━━ SOURCE EXCERPT
[clug-talk] Article on Licensing

Aaron Seigo aseigo at kde.org
Tue Nov 23 10:36:52 PST 2004


On November 23, 2004 10:07, Niels Voll wrote:
> At least one of the BSD forks was a leadership issue, if you read Theo's
> story.

one of the _public_ BSD forks. do you know how many private, 
never-to-be-seen-again BSD forks have occurred?

what would have happened if Linksys had used a BSD kernel instead of Linux? 
they would never have openned the source code, because they wouldn't have had 
to.

getting people to work together in the community is one thing, getting selfish 
interests that lack a humanitarian foundation (e.g. corporations, many 
government groups) to work together is another.

> The GPL does not prevent forking - just look at PhpNuke - it has been
> significantly forked and some of those forks have been forked.
━━━━
━━ STORED RECORDS
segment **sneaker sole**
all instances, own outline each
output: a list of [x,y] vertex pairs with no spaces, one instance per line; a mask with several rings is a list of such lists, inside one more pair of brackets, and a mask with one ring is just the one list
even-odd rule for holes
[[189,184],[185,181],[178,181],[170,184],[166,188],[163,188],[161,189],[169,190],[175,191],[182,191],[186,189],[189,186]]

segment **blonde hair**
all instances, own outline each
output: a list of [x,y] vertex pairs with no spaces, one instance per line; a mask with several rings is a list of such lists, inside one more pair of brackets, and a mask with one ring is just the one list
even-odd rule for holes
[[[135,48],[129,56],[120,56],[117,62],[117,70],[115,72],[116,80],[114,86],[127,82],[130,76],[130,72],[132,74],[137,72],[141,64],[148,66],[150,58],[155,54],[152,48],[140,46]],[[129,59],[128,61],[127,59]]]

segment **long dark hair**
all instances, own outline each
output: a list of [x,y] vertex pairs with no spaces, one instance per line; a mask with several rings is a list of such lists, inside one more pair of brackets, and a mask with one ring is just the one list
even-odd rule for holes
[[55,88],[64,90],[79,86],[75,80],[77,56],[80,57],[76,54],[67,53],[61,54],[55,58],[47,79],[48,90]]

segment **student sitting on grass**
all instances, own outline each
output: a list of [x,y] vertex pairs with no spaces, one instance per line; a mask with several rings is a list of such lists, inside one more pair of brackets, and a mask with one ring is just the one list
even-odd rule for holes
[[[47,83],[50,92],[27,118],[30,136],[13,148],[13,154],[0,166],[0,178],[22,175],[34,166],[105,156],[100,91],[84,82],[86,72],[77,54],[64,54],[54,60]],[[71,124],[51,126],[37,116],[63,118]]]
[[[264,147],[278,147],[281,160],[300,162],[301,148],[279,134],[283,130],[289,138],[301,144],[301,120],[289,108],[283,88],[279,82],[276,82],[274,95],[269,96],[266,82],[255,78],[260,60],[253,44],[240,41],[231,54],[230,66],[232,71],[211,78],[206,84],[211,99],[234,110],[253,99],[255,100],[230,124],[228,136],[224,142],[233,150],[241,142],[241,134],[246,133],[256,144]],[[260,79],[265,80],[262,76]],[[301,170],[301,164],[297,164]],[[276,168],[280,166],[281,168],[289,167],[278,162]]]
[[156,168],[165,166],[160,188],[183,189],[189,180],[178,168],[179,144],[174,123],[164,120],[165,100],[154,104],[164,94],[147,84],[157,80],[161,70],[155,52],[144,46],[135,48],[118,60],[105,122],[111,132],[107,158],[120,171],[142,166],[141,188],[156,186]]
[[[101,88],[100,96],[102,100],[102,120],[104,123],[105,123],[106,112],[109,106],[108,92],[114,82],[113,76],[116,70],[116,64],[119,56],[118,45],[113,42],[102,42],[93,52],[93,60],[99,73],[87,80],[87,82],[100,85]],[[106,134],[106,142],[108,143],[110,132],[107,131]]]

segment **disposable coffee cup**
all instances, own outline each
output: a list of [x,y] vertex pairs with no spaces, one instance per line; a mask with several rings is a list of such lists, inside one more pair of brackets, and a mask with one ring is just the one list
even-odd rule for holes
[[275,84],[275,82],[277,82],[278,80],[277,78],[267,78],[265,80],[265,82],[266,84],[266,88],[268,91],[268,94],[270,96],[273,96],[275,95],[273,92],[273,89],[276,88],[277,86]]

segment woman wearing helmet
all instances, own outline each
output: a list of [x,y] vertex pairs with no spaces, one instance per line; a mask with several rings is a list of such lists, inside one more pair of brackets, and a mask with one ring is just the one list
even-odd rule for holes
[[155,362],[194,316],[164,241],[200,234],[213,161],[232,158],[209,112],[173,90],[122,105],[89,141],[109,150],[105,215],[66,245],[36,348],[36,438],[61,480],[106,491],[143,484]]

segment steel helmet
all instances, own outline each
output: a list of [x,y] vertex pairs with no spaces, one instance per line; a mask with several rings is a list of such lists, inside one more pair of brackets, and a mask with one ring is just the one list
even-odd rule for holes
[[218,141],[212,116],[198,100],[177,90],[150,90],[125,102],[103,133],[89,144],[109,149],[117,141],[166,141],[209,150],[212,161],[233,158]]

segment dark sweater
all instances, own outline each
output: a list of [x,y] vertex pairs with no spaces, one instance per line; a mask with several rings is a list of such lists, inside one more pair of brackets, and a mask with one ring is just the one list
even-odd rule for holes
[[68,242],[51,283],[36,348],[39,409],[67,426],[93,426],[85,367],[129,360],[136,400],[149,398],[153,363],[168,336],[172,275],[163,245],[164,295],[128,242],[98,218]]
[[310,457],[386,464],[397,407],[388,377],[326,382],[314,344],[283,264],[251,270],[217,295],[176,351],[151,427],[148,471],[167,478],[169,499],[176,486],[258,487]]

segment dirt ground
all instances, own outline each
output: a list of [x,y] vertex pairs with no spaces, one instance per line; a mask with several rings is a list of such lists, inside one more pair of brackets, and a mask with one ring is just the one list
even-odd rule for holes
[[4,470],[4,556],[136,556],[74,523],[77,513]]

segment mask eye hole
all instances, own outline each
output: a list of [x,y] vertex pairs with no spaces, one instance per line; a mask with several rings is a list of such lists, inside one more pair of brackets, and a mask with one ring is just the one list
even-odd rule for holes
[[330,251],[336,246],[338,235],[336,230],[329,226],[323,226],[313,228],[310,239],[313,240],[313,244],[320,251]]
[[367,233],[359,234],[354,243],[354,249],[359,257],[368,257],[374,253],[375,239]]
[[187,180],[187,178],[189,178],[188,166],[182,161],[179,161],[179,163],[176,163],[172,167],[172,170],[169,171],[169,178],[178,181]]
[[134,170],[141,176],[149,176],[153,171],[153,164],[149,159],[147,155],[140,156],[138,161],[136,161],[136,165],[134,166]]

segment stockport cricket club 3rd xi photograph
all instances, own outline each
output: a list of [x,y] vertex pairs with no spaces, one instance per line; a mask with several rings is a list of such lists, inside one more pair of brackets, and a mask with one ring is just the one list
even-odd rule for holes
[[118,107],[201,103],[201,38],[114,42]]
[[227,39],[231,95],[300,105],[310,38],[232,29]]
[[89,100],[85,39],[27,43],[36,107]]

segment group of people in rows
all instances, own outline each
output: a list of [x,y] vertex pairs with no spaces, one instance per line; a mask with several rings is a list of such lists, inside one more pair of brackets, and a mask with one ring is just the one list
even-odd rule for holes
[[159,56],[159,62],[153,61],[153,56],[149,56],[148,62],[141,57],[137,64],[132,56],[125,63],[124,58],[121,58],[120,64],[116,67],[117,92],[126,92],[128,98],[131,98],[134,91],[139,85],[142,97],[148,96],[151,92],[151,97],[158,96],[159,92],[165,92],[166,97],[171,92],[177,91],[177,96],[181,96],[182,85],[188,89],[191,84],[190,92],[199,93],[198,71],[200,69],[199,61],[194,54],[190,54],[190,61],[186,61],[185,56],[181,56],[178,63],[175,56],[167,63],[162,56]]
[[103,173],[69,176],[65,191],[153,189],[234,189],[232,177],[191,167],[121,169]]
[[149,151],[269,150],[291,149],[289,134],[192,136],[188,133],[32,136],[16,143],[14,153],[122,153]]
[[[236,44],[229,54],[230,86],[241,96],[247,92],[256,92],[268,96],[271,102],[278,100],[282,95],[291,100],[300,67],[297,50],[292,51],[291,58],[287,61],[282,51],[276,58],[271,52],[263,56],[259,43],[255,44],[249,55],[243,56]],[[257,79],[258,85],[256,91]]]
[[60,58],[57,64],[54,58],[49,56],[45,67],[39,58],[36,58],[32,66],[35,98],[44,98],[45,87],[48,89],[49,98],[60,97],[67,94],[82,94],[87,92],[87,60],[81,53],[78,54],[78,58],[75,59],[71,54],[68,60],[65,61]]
━━━━
━━ STORED RECORDS
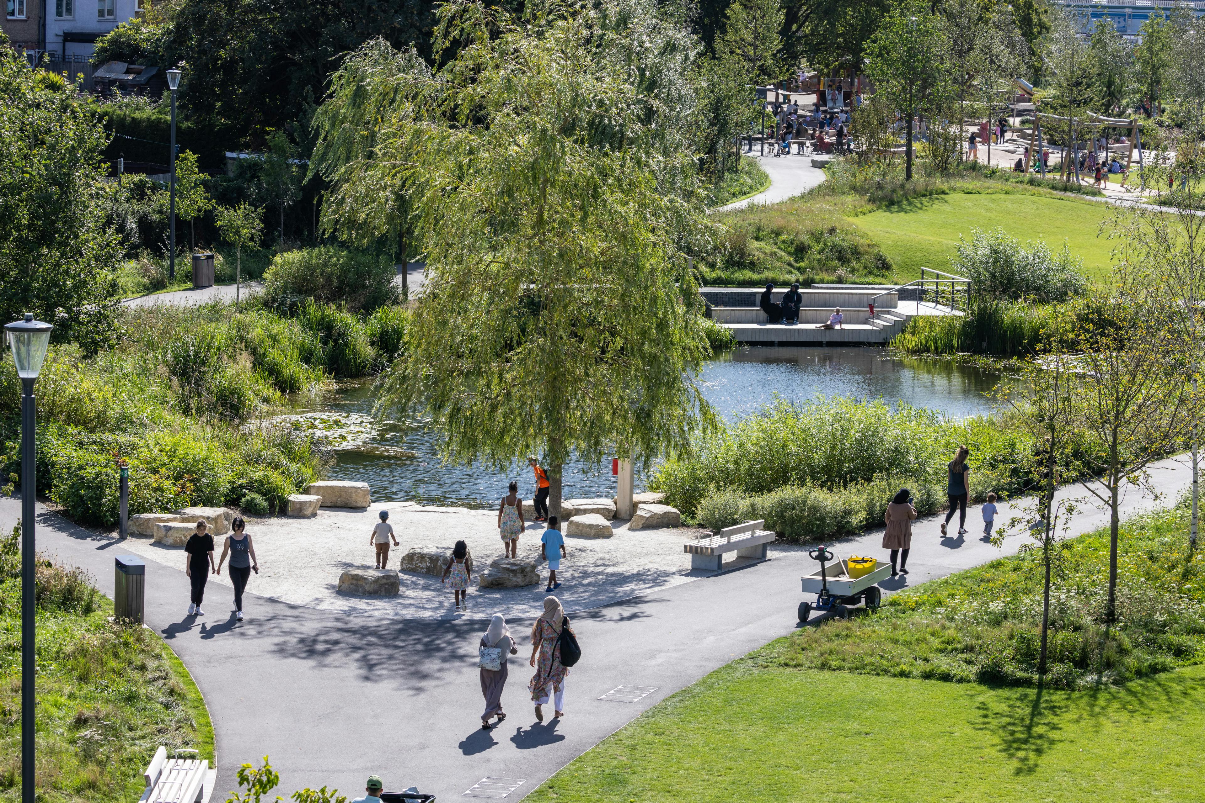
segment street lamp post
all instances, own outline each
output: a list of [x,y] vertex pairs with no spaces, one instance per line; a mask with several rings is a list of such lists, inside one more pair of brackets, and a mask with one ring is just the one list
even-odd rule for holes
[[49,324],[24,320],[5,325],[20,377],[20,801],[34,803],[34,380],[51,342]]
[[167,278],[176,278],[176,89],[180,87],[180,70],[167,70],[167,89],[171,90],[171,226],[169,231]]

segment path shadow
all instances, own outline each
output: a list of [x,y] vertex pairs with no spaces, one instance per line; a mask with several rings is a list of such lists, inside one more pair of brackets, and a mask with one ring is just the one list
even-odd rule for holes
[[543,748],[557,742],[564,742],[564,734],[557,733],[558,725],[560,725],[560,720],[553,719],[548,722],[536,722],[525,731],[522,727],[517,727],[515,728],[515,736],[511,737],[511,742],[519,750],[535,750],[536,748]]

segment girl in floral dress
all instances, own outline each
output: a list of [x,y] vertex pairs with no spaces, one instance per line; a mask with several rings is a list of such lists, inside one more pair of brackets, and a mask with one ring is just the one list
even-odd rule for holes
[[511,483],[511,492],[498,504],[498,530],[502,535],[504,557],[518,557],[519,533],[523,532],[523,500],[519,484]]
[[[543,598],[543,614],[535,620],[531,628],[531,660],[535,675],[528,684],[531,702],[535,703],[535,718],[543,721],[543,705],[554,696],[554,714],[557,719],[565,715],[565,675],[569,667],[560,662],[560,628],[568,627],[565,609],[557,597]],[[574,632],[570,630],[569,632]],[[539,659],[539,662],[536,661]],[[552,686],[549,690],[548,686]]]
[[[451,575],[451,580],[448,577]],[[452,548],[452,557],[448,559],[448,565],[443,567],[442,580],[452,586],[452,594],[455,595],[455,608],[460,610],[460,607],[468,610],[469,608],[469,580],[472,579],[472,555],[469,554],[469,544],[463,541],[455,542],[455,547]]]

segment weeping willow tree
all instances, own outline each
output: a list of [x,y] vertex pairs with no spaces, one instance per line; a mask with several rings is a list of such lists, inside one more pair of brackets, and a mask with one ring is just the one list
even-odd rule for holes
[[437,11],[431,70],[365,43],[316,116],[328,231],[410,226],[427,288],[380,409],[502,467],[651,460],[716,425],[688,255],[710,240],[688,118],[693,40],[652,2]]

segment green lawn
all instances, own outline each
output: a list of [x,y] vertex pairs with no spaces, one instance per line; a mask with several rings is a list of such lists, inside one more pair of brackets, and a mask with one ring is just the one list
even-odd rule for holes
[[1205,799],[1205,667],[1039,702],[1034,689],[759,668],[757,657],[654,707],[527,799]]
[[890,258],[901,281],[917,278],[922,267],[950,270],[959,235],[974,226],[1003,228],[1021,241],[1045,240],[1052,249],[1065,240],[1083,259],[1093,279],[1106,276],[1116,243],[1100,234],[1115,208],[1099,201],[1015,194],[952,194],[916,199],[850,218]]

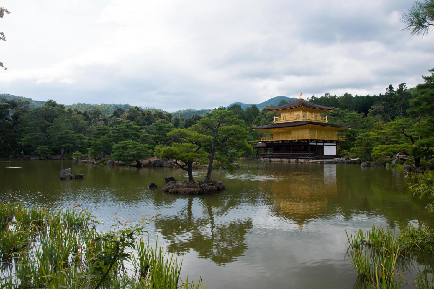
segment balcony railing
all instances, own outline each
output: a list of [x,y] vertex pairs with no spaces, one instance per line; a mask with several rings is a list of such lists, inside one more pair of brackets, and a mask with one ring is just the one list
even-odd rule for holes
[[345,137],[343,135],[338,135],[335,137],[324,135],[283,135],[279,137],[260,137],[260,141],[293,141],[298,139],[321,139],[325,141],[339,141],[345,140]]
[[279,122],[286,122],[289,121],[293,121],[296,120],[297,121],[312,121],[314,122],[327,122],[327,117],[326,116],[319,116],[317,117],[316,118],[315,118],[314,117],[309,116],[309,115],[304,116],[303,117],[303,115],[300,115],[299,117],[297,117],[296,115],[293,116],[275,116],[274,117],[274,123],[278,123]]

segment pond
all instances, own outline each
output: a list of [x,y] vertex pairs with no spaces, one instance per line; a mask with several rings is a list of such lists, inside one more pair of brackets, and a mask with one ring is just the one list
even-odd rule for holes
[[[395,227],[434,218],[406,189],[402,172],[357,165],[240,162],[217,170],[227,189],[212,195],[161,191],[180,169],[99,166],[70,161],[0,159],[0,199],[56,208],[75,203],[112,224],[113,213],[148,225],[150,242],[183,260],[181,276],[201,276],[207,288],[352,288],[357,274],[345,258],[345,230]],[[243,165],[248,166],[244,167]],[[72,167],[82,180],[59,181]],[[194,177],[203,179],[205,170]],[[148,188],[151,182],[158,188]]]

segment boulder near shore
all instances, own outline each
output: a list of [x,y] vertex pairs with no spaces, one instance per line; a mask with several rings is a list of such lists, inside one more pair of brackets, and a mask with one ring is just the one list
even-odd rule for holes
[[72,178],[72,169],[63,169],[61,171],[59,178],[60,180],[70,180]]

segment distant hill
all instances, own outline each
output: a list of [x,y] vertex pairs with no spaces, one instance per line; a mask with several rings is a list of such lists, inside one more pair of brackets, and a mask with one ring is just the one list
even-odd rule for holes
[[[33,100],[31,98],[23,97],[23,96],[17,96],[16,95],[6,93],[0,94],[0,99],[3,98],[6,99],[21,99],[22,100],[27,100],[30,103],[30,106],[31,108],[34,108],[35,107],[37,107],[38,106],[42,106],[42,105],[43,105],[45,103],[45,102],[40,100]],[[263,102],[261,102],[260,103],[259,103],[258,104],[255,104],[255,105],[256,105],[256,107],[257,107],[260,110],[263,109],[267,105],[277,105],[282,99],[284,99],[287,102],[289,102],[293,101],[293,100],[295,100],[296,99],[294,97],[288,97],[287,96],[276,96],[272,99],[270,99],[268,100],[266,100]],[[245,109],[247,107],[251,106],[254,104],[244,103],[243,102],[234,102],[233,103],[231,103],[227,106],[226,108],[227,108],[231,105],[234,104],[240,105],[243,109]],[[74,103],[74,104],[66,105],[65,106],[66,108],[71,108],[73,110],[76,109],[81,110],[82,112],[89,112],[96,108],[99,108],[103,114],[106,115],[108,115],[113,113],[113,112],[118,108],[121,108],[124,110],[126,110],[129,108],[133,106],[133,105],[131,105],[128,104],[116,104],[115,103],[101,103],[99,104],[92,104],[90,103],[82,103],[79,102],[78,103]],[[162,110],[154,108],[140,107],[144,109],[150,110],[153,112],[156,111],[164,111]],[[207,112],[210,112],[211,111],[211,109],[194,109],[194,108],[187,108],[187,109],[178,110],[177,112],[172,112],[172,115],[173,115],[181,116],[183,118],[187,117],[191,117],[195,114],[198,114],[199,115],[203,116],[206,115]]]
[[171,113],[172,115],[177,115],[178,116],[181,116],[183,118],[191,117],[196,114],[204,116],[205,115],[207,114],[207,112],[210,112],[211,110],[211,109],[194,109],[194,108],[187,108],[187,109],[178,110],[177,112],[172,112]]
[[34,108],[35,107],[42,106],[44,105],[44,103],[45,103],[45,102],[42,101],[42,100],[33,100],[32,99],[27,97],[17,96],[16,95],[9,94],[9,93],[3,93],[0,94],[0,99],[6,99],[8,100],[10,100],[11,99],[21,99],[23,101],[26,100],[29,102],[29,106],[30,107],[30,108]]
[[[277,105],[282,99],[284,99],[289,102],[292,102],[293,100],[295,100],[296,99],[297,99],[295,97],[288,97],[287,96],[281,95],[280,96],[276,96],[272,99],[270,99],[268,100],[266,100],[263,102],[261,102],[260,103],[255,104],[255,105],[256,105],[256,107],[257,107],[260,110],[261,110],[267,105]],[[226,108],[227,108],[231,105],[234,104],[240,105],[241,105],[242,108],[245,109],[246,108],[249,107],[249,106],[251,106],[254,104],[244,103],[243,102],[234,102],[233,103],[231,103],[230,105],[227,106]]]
━━━━
━━ STORED RECORDS
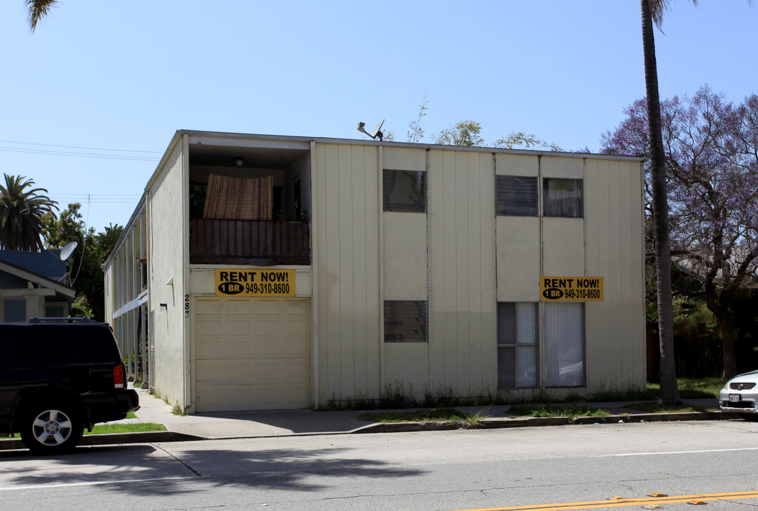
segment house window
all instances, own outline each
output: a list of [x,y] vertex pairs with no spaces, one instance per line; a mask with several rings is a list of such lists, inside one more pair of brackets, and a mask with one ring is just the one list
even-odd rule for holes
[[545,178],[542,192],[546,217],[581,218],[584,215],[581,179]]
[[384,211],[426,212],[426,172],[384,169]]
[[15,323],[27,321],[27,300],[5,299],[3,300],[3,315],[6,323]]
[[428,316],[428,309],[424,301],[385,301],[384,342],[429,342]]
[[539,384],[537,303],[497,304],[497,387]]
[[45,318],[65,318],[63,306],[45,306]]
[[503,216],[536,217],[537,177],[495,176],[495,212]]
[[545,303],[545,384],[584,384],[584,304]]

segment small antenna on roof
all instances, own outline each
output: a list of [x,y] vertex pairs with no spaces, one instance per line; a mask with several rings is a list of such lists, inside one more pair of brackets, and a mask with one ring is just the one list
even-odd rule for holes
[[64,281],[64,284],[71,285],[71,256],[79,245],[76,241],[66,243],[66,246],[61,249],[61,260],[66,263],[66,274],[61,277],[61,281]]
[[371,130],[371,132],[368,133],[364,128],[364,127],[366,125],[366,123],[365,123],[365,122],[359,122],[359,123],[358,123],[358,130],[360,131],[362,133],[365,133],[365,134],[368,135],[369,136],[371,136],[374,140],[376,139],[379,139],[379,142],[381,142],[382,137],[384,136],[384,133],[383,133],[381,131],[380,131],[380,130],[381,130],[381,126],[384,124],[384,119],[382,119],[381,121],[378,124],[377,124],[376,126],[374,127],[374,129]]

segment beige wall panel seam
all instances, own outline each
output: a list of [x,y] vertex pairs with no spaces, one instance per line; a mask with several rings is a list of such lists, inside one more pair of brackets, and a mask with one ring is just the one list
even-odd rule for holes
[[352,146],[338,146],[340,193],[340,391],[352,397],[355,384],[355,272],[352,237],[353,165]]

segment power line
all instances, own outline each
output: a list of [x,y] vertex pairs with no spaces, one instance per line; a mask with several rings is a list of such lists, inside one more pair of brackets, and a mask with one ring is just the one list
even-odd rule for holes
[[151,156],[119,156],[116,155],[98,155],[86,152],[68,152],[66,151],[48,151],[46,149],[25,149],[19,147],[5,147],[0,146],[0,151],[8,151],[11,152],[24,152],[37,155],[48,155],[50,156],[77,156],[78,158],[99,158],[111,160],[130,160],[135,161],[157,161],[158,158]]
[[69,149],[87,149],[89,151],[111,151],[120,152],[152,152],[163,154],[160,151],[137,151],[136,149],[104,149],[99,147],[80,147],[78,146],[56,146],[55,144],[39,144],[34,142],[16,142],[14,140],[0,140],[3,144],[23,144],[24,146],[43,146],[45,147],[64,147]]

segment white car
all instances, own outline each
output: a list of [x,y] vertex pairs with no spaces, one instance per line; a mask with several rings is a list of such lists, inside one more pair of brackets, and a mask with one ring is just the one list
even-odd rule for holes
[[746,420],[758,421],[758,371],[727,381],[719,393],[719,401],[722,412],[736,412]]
━━━━
▶ [WRITTEN PROBLEM 1] According to the mailing list post, which company would never have opened its source code if it had used a BSD kernel instead of Linux?
▶ [WRITTEN PROBLEM 2] Rewrite the mailing list post starting at the words "Aaron Seigo aseigo" and ending after "instead of Linux?", changing "Linksys" to "the router maker".
▶ [WRITTEN PROBLEM 3] Summarize the mailing list post in three sentences.

▶ [FULL RESPONSE 1] Linksys.

▶ [FULL RESPONSE 2]
Aaron Seigo aseigo at kde.org
Tue Nov 23 10:36:52 PST 2004


On November 23, 2004 10:07, Niels Voll wrote:
> At least one of the BSD forks was a leadership issue, if you read Theo's
> story.

one of the _public_ BSD forks. do you know how many private, 
never-to-be-seen-again BSD forks have occurred?

what would have happened if the router maker had used a BSD kernel instead of Linux?

▶ [FULL RESPONSE 3] Responding to Niels Voll's point that one BSD fork was a leadership issue, Aaron Seigo says that was only one of the public BSD forks and asks how many private ones have occurred. Seigo argues that Linksys would never have opened its source code with a BSD kernel because it would not have had to, and that getting selfish interests such as corporations and many government groups to cooperate differs from getting community members to work together. The post also quotes Niels Voll's claim that the GPL does not prevent forking, citing PhpNuke, which has been significantly forked.